## What is being asked
The records underneath are to be repeated exactly, with the pictures left out.

— START Data supplied —

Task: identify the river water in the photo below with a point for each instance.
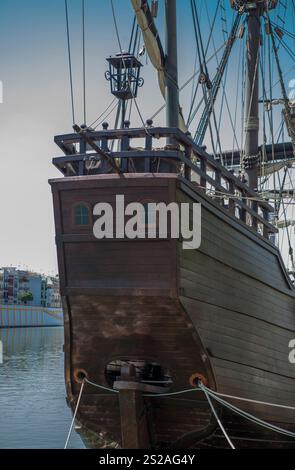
(33, 409)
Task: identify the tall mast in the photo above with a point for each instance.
(171, 87)
(254, 9)
(252, 98)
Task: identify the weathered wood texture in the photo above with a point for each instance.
(226, 311)
(238, 297)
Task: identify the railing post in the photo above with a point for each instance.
(232, 204)
(265, 228)
(148, 146)
(218, 183)
(82, 150)
(203, 180)
(125, 144)
(254, 206)
(243, 212)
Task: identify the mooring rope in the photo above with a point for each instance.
(75, 414)
(209, 394)
(218, 420)
(246, 415)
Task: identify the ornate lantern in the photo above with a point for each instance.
(124, 75)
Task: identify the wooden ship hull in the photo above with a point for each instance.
(224, 313)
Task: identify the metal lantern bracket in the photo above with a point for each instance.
(124, 75)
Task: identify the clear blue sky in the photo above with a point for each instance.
(34, 72)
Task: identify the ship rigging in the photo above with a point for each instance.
(155, 316)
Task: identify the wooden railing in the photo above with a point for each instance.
(195, 165)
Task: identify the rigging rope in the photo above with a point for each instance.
(84, 60)
(70, 60)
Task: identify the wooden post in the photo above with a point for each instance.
(133, 410)
(134, 427)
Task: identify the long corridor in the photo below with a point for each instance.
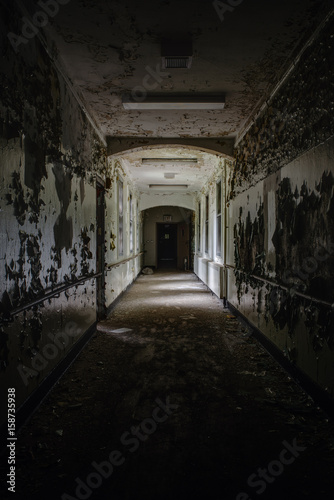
(174, 399)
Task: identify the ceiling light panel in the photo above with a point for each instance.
(174, 102)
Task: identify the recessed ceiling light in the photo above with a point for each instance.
(159, 161)
(174, 102)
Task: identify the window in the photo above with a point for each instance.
(137, 227)
(207, 224)
(199, 228)
(219, 218)
(131, 223)
(120, 219)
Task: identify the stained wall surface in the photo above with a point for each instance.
(50, 158)
(281, 218)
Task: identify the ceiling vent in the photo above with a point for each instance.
(176, 54)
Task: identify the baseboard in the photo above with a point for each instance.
(29, 407)
(319, 395)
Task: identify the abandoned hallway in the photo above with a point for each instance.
(231, 410)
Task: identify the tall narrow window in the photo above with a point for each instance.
(131, 223)
(199, 228)
(207, 224)
(120, 219)
(219, 218)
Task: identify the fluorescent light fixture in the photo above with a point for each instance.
(174, 102)
(159, 161)
(168, 187)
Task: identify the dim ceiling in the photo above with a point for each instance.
(109, 48)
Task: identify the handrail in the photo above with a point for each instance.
(53, 293)
(110, 266)
(273, 283)
(62, 288)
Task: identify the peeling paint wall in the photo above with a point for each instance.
(119, 274)
(49, 157)
(281, 201)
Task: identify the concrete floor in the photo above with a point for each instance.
(173, 399)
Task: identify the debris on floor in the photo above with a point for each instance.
(192, 407)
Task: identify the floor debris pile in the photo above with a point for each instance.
(174, 399)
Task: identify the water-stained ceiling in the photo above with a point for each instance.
(240, 48)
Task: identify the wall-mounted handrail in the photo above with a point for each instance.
(111, 266)
(53, 293)
(288, 289)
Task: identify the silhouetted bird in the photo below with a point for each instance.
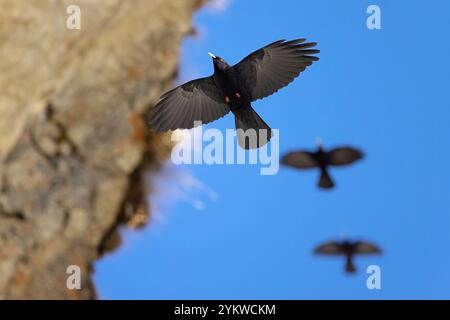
(322, 159)
(348, 249)
(233, 88)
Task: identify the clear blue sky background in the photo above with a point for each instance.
(385, 91)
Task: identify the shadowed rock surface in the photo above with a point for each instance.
(74, 143)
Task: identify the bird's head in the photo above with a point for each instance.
(219, 63)
(319, 143)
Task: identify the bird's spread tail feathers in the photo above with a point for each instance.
(325, 181)
(252, 132)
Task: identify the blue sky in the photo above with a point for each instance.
(385, 91)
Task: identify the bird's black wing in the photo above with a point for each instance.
(329, 248)
(299, 160)
(197, 100)
(362, 247)
(274, 66)
(343, 156)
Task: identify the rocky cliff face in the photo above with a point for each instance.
(74, 141)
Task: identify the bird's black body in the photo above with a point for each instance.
(348, 249)
(234, 88)
(322, 160)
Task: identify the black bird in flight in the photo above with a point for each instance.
(348, 249)
(322, 159)
(233, 88)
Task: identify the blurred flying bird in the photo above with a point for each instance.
(348, 249)
(322, 159)
(233, 88)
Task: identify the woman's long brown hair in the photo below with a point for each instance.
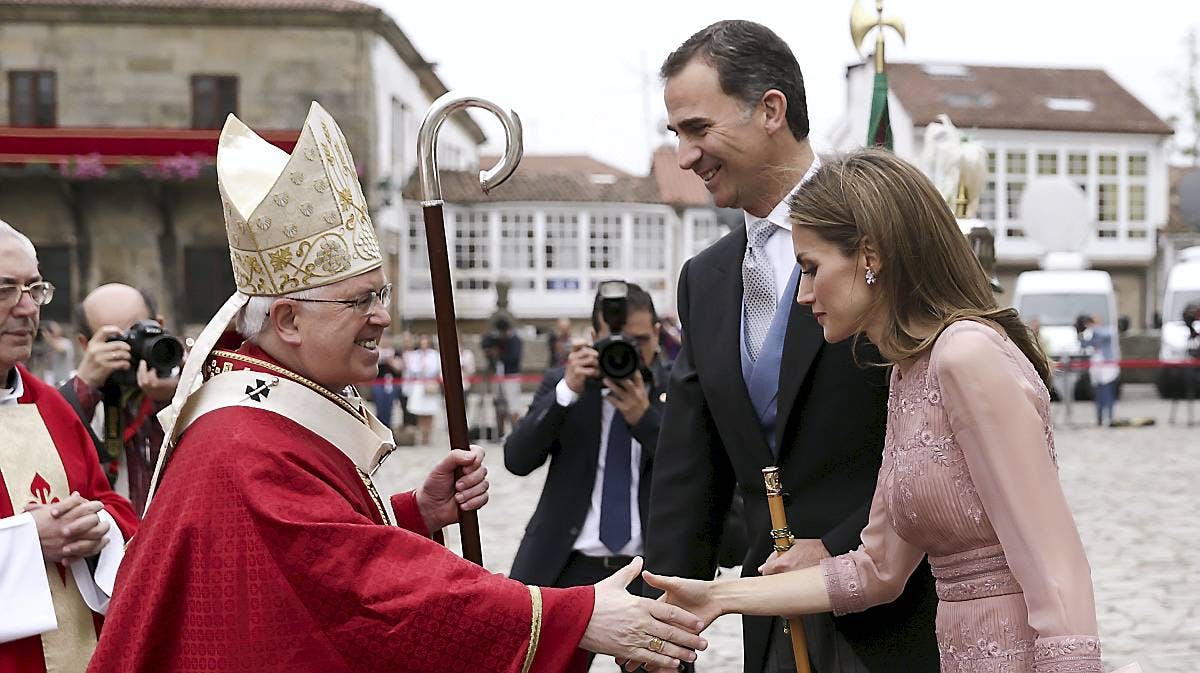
(928, 274)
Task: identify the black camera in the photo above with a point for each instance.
(618, 353)
(150, 343)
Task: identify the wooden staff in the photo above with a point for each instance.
(439, 268)
(783, 536)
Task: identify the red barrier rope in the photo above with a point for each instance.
(1133, 364)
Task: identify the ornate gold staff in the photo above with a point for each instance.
(439, 266)
(783, 536)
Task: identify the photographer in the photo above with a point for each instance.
(598, 424)
(107, 320)
(1101, 343)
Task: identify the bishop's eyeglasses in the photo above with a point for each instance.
(41, 292)
(364, 304)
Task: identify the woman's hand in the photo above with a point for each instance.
(693, 595)
(640, 630)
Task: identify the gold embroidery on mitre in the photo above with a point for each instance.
(291, 229)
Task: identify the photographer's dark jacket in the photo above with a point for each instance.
(141, 434)
(570, 438)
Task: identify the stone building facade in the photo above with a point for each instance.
(556, 229)
(1041, 122)
(109, 115)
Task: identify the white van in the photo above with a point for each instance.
(1182, 288)
(1056, 298)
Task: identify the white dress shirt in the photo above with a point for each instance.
(779, 247)
(588, 541)
(23, 581)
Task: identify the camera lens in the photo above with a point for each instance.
(163, 353)
(618, 359)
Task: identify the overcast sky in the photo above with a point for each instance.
(582, 76)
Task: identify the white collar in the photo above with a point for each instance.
(11, 394)
(779, 216)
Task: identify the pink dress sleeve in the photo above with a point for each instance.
(876, 571)
(1008, 448)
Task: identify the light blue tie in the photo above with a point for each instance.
(759, 296)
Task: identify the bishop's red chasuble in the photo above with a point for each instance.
(46, 456)
(265, 551)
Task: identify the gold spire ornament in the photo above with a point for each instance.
(862, 22)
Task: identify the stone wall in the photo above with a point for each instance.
(139, 76)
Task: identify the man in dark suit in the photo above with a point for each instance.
(755, 383)
(599, 436)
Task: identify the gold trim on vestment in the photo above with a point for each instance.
(375, 494)
(30, 462)
(534, 628)
(292, 376)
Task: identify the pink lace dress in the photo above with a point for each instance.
(969, 478)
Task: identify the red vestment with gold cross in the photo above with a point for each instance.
(83, 474)
(263, 551)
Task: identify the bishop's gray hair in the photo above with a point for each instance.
(9, 232)
(252, 318)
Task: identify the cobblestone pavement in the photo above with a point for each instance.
(1135, 497)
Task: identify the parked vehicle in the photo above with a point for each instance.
(1056, 296)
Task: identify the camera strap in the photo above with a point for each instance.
(114, 442)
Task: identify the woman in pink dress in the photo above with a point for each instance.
(969, 474)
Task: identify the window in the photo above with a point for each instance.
(1138, 164)
(1013, 198)
(209, 277)
(1048, 163)
(604, 242)
(705, 232)
(988, 202)
(1137, 203)
(1013, 205)
(1014, 163)
(214, 97)
(517, 244)
(1107, 203)
(399, 140)
(54, 263)
(562, 241)
(649, 242)
(472, 245)
(418, 260)
(472, 284)
(33, 98)
(1077, 163)
(1108, 164)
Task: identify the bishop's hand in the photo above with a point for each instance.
(441, 497)
(633, 628)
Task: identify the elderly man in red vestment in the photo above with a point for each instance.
(265, 546)
(61, 527)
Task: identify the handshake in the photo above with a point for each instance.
(641, 631)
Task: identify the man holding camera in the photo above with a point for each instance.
(111, 320)
(61, 528)
(597, 420)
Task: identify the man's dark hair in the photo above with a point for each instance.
(749, 60)
(81, 318)
(636, 300)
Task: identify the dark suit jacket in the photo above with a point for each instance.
(570, 438)
(829, 430)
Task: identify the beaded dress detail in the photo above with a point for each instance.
(970, 479)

— END Data supplied —

## Solution to the exercise
Task: identify the river water in the photo below with a point for each instance.
(33, 409)
Task: identify the tall mast in the photo above with a point for each instance.
(171, 87)
(254, 9)
(252, 98)
Task: identify the weathered wood texture in the photo above with a point for each instance.
(226, 311)
(238, 297)
Task: identify the railing post in the photo above with a point for each instance.
(232, 204)
(265, 228)
(148, 146)
(218, 183)
(82, 150)
(203, 180)
(125, 144)
(254, 206)
(243, 212)
Task: identify the mooring rope in the photo above with a point for each instance.
(75, 414)
(209, 394)
(218, 420)
(246, 415)
Task: identify the ornate lantern in the photo above with a point for each instance.
(124, 75)
Task: identify the wooden ship hull in the photo above with a point for each instance.
(224, 313)
Task: identify the metal lantern bracket in the photo above with a point for each instance.
(124, 75)
Task: identify the clear blue sky in the photo above with a point for each instance.
(34, 72)
Task: identify the ship rigging in the photo above with a point for each instance.
(155, 316)
Task: identify the wooden railing in the photo above with a point for each instance.
(195, 165)
Task: identify the rigging rope in the photo above with a point for each instance.
(84, 60)
(70, 60)
Task: identify the wooden post in the photo above with a point for each instance.
(133, 410)
(134, 427)
Task: identify the long corridor in the photo below with a point for each instance.
(174, 399)
Task: identify the ceiling light panel in the photo above with a point for each instance.
(174, 102)
Task: identify the recessed ceiling light in the photo above with a point for each instance.
(159, 161)
(174, 102)
Task: identify the window in the photo above with a point for each instance.
(137, 227)
(207, 224)
(199, 228)
(219, 218)
(131, 223)
(120, 219)
Task: identify the stained wall surface in the photo above with a point for each instance.
(50, 158)
(281, 218)
Task: identify the ceiling vent in the photo above with a point for each instance.
(176, 54)
Task: identify the baseboard in the photo above with a point for each instance.
(29, 407)
(319, 395)
Task: identify the abandoned hallway in the photo above with a point for each instance.
(231, 410)
Task: identify the tall narrow window in the photo above with a point for each instance.
(131, 223)
(199, 228)
(207, 224)
(120, 219)
(219, 218)
Task: identify the fluorescent light fixture in the photo above with a point for each instance.
(174, 102)
(159, 161)
(168, 187)
Task: identify the dim ceiling in the photo above with a point for each instance.
(109, 48)
Task: identify the handrail in the photo above with a point for each instance.
(53, 293)
(110, 266)
(273, 283)
(62, 288)
Task: identify the peeling paint wall in the photo above with a point for each instance.
(119, 274)
(49, 157)
(281, 201)
Task: identify the concrete floor in the photo above with a point for each instance.
(173, 399)
Task: identify the debris on floor in the photo above with a point for each instance.
(192, 407)
Task: identify the floor debris pile in the photo above with a point for each instance.
(174, 399)
Task: identify the water-stained ceiling in the photo above with a point for each instance.
(240, 48)
Task: identify the wall-mounted handrail in the photo above with a point for each instance.
(111, 266)
(53, 293)
(288, 289)
Task: identify the silhouetted bird in the photo below with a point for each instance.
(322, 159)
(348, 249)
(233, 88)
Task: identify the clear blue sky background in the photo above with a point for each instance.
(385, 91)
Task: identify the shadowed rock surface in the photo above with a point for each instance.
(74, 143)
Task: identify the bird's head in the photo above with a point for each instance.
(219, 63)
(319, 143)
Task: identify the bird's spread tail feathers in the photo above with a point for each instance.
(325, 181)
(252, 132)
Task: identify the blue sky in the photo above with a point for each instance.
(385, 91)
Task: identify the bird's black wing in the photo above with a point for each instance.
(329, 248)
(299, 160)
(197, 100)
(362, 247)
(274, 66)
(343, 156)
Task: identify the rocky cliff face in the photo above with a point for each instance.
(74, 141)
Task: identify the bird's black body in the photo above with a point for each instance.
(348, 249)
(234, 88)
(322, 160)
Task: identify the black bird in flight in the photo above with a point for each instance.
(348, 249)
(322, 159)
(233, 88)
Task: identify the blurred flying bird in the photo above with a point for each instance.
(348, 249)
(322, 159)
(233, 88)
Task: identify the woman's long brown hair in the photo below with a point for each instance.
(928, 274)
Task: identify the black camera in the photo above with a point for each instance.
(618, 353)
(150, 343)
Task: identify the wooden staff in the photo above with a point for each instance.
(439, 268)
(783, 536)
Task: identify the red barrier rope in the photo above with a point for each instance.
(1133, 364)
Task: identify the ornate gold staff in the photo above with a point for each instance.
(439, 266)
(783, 536)
Task: identify the photographer in the photo above with a point for each instance.
(598, 424)
(107, 320)
(1101, 343)
Task: identify the bishop's eyeglasses in the photo above with a point for each instance.
(41, 292)
(364, 304)
Task: identify the woman's hand in the photo above with a point for each instance.
(693, 595)
(640, 630)
Task: identify the gold embroidery on mitre in the photo above with a point for each instance.
(291, 229)
Task: identify the photographer's dark jacket in the photo above with a point for each instance.
(141, 434)
(570, 438)
Task: identify the stone building facade in the photo above with a point for each instance.
(556, 229)
(1041, 122)
(109, 115)
Task: identify the white van in the photo above with a point for each instance.
(1182, 288)
(1056, 298)
Task: identify the white dress shirt in the photo above with a point for each instance.
(779, 247)
(588, 541)
(23, 581)
Task: identify the camera lens in the photo above with a point for each instance.
(163, 353)
(618, 359)
Task: identify the overcast sky in the photo above with a point for each instance.
(582, 76)
Task: identify the white collar in the photo above with a point for each instance.
(11, 394)
(779, 216)
Task: identify the pink dress sleeve in the photo above with a point for each instance.
(876, 571)
(1008, 448)
Task: identify the light blue tie in the photo above with a point for each instance.
(759, 296)
Task: identify the bishop's red chasuble in the photo above with a point for each instance.
(46, 456)
(265, 551)
Task: identify the gold spire ornament in the photo above with a point for each instance.
(862, 22)
Task: identify the stone wall in the photo above with a point for each instance.
(139, 76)
Task: identify the man in dark suit in the photo above with a point for each instance.
(755, 383)
(599, 436)
Task: identify the gold trim on vestment in the photo above with a point for each instance.
(375, 494)
(30, 462)
(534, 628)
(292, 376)
Task: identify the pink lace dress in the photo above with a point for each instance.
(969, 478)
Task: identify the red vestment with gold cross in the photo above with a point for each instance.
(83, 474)
(263, 551)
Task: identify the bishop's gray hair in the photo above with a point for each instance.
(9, 232)
(252, 318)
Task: identify the cobblestone pavement in the photo above with a point for each instance.
(1135, 497)
Task: identify the parked vehicle in the photo above with a point for each instance.
(1056, 296)
Task: identify the camera strap in the photo above with a point for each instance.
(114, 442)
Task: identify the woman in pink dress in the photo above with a point for each instance.
(969, 474)
Task: identify the window in the photo above with a point for each instance.
(1138, 164)
(1013, 198)
(209, 277)
(1048, 163)
(604, 242)
(705, 232)
(988, 202)
(1137, 203)
(1013, 205)
(1014, 163)
(214, 97)
(517, 244)
(1107, 203)
(399, 140)
(54, 263)
(562, 241)
(649, 242)
(472, 245)
(418, 260)
(472, 284)
(33, 98)
(1077, 163)
(1108, 164)
Task: identify the bishop's hand in the photo above with a point for each instance.
(441, 497)
(633, 628)
Task: identify the elderly man in red vestment in the photo above with a point for each instance.
(265, 546)
(61, 527)
Task: identify the handshake in the photo above with a point for each instance.
(641, 631)
Task: identify the man holding camera in the photo above with a point for each instance.
(111, 320)
(61, 528)
(597, 420)
Task: identify the man's dark hair in the photo above with a point for each instance.
(749, 60)
(81, 318)
(636, 300)
Task: identify the dark suit jacket in the photo above with a point for each instance.
(570, 438)
(829, 430)
Task: identify the beaded dress detail in the photo above with a point for each instance.
(970, 479)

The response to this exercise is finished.